WHAT YOU NEED TO DO. Write out exactly the line containing "Reviewer note: confirm that every instance of the calm" along with each line that follows it in the records below, and no others.

- Opening Delimiter -

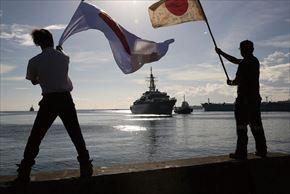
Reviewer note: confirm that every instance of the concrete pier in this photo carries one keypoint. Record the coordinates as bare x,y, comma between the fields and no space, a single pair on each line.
216,174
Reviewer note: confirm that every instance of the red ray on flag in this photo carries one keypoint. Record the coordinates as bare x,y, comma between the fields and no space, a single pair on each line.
171,12
177,7
118,31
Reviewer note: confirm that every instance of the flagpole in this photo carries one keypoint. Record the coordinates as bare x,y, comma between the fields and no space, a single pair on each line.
205,18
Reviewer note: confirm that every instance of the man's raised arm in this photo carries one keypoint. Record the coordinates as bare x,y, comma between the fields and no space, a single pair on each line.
227,56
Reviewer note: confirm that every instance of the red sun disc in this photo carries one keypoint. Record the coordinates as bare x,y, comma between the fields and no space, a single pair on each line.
177,7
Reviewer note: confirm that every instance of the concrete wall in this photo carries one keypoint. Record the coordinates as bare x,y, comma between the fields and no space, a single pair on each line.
198,175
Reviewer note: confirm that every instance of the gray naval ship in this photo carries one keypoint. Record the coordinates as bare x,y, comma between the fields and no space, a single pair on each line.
153,101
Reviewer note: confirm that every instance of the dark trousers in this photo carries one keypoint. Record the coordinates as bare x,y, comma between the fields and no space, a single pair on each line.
51,106
247,112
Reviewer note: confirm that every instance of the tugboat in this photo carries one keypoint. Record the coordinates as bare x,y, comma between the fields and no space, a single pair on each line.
153,101
31,109
184,109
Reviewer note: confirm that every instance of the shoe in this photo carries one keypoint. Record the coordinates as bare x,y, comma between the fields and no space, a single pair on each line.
21,182
261,154
238,156
86,169
23,177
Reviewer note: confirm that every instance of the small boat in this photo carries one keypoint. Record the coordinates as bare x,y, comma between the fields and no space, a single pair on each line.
184,109
31,109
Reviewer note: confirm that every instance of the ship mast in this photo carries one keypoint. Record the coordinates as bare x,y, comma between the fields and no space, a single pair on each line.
152,84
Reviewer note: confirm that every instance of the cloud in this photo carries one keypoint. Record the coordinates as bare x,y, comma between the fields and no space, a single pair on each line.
277,73
6,68
12,78
275,58
276,67
194,72
21,33
90,59
55,27
281,41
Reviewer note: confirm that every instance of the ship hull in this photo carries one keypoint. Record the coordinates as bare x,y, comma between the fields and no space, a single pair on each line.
265,107
179,110
153,108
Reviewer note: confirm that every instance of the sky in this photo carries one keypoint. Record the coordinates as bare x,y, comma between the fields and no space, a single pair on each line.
191,67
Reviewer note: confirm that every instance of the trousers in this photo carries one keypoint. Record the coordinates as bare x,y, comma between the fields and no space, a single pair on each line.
247,112
51,106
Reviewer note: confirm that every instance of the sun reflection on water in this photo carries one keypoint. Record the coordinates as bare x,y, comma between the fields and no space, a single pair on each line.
130,128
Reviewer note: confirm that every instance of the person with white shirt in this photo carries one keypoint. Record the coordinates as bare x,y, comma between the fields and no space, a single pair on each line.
49,69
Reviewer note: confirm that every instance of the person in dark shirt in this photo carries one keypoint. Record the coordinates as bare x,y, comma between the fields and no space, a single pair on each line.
248,101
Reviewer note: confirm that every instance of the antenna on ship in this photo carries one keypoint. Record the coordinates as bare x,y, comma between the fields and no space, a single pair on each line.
152,84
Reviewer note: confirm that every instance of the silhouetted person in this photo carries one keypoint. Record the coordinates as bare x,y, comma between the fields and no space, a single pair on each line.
49,69
248,101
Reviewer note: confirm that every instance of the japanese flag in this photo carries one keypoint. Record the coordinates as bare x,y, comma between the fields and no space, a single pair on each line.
130,52
171,12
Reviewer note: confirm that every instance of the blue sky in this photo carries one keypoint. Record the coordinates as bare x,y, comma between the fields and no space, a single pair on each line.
190,67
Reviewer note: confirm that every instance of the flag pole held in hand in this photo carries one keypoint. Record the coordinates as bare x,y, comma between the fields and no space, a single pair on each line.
205,18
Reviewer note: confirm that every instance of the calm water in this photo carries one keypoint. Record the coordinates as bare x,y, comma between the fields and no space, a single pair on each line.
118,137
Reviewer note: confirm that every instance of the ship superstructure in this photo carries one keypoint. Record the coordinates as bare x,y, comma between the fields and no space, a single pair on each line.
153,101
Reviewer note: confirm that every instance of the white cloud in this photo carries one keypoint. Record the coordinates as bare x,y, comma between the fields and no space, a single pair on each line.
21,33
276,67
282,41
276,73
275,58
55,27
6,68
12,78
90,59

- Closing Delimiter -

WORKED SOLUTION.
Reviewer note: confirm that every instance of the calm water in this photo carries one keypoint. Record the coordinates as bare x,y, comma between the fields and no space, a single pair on each line.
118,137
Reviewer note: confirm that every instance of the ship superstructure in this photo carries one keypoint. Record the coordinates as bare x,y, comma between the fields and no space, a single pair on each line.
153,101
Reviewer note: confirm that every instance of the white cloud in this photo carries one keypoint. Record the coordinates as bare x,y, comma between the fields and no space, a single pair on each line.
21,33
276,67
282,41
276,73
275,58
55,27
6,68
12,78
90,59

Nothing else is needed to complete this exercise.